*** Opening DATA EXTRACT ***

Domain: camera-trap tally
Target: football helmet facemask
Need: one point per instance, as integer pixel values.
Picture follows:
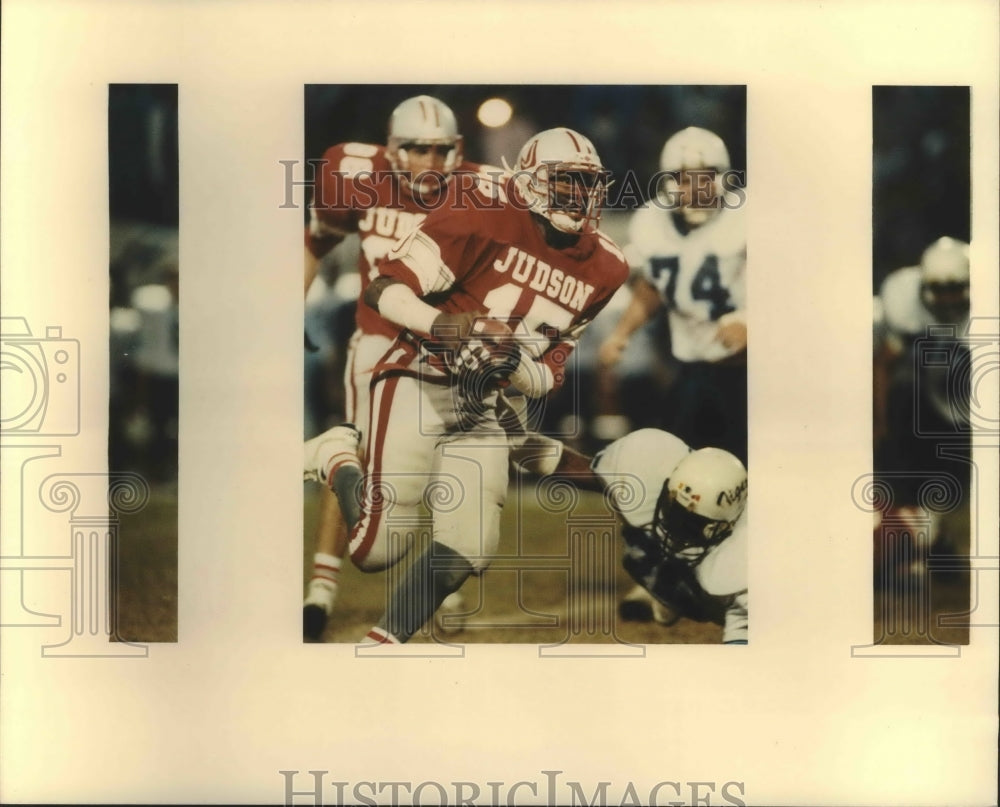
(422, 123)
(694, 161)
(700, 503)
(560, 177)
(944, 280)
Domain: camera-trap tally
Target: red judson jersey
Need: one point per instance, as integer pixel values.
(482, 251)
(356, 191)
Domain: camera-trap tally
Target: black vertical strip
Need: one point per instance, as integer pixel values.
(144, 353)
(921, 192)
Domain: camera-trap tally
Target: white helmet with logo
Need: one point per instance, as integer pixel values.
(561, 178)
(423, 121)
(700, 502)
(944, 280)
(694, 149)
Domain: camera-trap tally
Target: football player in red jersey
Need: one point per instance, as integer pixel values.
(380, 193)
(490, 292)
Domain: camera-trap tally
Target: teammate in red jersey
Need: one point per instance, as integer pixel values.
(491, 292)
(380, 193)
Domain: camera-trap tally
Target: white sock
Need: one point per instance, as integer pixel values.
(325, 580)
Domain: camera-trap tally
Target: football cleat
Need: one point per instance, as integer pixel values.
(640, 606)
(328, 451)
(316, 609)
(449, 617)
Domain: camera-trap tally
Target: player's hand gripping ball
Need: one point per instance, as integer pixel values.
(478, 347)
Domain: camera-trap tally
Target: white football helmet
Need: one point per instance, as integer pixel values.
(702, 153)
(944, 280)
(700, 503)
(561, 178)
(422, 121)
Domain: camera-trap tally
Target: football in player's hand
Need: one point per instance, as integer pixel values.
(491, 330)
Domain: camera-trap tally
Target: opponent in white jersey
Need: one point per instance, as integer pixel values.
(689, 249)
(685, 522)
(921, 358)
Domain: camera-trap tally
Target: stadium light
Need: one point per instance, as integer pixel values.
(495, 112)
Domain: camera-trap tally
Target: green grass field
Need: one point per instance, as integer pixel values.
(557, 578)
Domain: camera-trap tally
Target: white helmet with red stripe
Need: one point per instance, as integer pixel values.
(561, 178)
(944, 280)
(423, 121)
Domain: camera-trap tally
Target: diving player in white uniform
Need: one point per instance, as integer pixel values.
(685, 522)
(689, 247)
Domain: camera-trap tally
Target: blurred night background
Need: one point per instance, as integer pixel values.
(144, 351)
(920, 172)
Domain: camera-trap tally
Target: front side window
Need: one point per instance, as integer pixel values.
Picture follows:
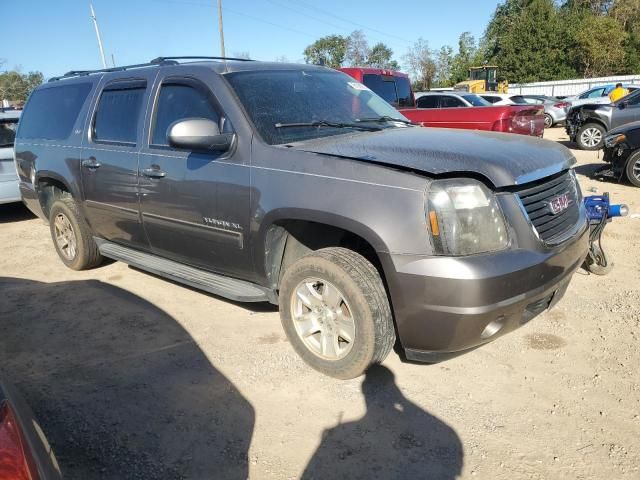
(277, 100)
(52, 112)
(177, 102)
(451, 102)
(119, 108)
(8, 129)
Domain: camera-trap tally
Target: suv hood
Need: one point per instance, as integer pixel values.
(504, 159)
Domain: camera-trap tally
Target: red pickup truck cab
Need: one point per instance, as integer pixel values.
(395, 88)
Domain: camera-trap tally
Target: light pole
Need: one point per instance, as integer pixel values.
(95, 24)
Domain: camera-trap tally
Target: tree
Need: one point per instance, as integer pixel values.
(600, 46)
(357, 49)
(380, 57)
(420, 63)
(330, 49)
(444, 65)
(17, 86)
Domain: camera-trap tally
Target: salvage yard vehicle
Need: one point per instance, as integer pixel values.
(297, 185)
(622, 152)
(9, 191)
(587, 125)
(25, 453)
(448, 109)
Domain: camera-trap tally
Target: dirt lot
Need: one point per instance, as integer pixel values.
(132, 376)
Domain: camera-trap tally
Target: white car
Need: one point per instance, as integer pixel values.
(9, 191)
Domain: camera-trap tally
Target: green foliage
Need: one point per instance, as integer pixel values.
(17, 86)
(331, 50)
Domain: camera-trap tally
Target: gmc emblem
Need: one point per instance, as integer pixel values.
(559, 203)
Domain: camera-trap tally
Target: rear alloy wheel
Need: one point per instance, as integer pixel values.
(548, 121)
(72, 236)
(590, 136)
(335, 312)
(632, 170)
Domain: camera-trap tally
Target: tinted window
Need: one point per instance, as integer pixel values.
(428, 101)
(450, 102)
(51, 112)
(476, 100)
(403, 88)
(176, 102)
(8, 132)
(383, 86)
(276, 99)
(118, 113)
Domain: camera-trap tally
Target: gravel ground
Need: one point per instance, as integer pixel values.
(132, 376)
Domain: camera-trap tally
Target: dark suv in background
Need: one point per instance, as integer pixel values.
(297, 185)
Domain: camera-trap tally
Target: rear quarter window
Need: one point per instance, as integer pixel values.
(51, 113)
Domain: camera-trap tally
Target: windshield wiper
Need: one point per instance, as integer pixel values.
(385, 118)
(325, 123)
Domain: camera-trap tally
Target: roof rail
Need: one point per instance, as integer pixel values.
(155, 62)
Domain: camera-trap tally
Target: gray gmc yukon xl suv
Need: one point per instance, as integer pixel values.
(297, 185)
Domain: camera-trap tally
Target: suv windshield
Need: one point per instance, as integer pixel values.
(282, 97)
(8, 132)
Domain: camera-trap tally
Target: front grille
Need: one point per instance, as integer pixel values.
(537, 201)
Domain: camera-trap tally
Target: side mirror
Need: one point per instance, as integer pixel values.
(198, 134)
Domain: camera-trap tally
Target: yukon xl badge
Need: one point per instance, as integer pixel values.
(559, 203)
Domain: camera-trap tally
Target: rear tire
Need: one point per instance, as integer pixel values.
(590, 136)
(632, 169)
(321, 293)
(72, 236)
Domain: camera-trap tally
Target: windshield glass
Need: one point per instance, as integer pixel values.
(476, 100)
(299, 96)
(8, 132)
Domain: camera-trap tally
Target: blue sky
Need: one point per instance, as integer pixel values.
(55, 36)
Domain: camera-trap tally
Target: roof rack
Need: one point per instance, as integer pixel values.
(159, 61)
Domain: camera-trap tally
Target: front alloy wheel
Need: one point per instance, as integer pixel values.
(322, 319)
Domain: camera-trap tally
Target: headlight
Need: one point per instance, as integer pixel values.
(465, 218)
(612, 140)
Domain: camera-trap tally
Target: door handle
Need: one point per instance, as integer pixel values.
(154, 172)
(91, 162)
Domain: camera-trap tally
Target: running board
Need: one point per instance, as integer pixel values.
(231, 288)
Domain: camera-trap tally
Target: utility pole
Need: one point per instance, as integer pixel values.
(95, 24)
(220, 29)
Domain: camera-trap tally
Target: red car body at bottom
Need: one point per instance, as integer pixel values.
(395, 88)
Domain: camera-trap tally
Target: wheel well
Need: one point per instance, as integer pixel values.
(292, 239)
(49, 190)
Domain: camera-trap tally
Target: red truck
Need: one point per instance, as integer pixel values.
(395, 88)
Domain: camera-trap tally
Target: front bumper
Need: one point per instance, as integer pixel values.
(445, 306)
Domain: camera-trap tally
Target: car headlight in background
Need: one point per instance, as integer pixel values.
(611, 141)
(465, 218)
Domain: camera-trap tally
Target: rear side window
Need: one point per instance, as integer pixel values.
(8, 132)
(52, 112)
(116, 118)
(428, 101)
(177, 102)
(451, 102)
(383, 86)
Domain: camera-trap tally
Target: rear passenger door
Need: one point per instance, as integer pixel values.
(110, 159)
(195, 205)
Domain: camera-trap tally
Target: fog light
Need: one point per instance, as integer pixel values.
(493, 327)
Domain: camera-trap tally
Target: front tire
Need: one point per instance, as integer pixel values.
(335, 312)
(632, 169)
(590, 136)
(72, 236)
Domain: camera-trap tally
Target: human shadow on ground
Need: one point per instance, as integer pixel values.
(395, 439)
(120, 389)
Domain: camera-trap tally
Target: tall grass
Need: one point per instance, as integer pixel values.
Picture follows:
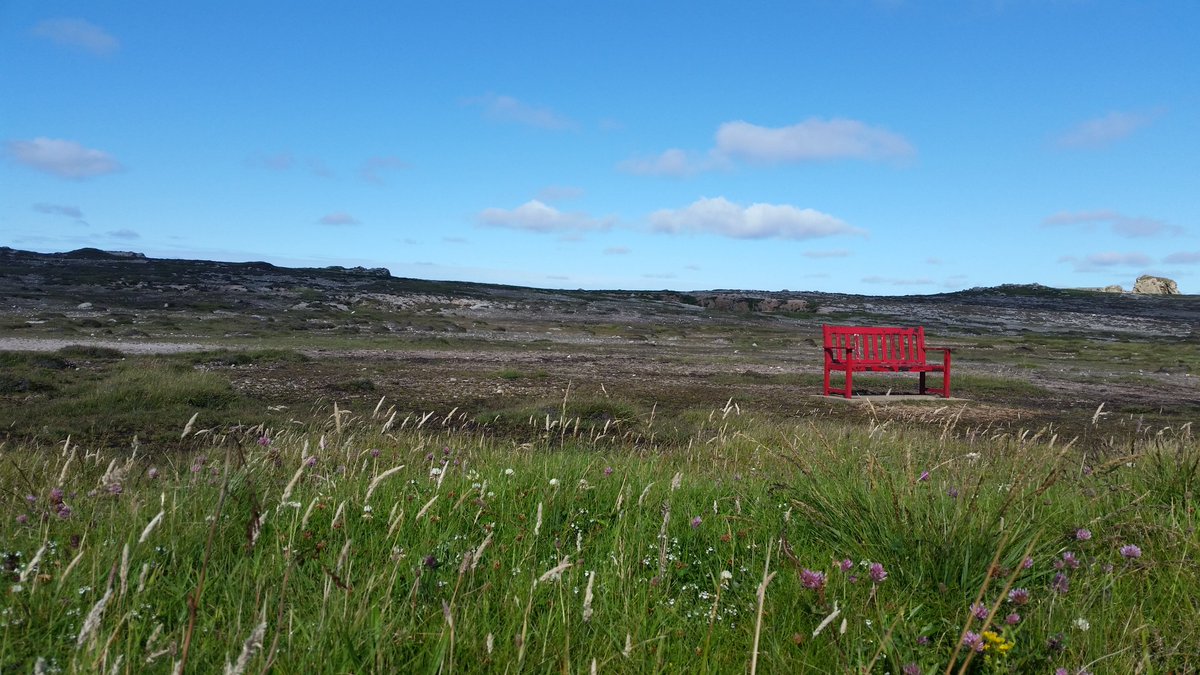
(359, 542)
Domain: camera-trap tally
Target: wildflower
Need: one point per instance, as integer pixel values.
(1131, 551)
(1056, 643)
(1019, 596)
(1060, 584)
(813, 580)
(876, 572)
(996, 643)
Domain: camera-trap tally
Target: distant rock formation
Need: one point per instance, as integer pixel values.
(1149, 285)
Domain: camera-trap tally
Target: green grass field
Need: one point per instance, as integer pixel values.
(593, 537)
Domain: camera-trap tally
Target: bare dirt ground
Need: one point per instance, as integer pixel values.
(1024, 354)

*** Closing DATA EXTRACT ***

WHAT NEEDS TO BE DONE: The lines needed are those in the data above that hold the string "yukon"; copy each of them.

WRITTEN ANSWER:
Target: gray gmc yukon xl suv
Target: yukon xl badge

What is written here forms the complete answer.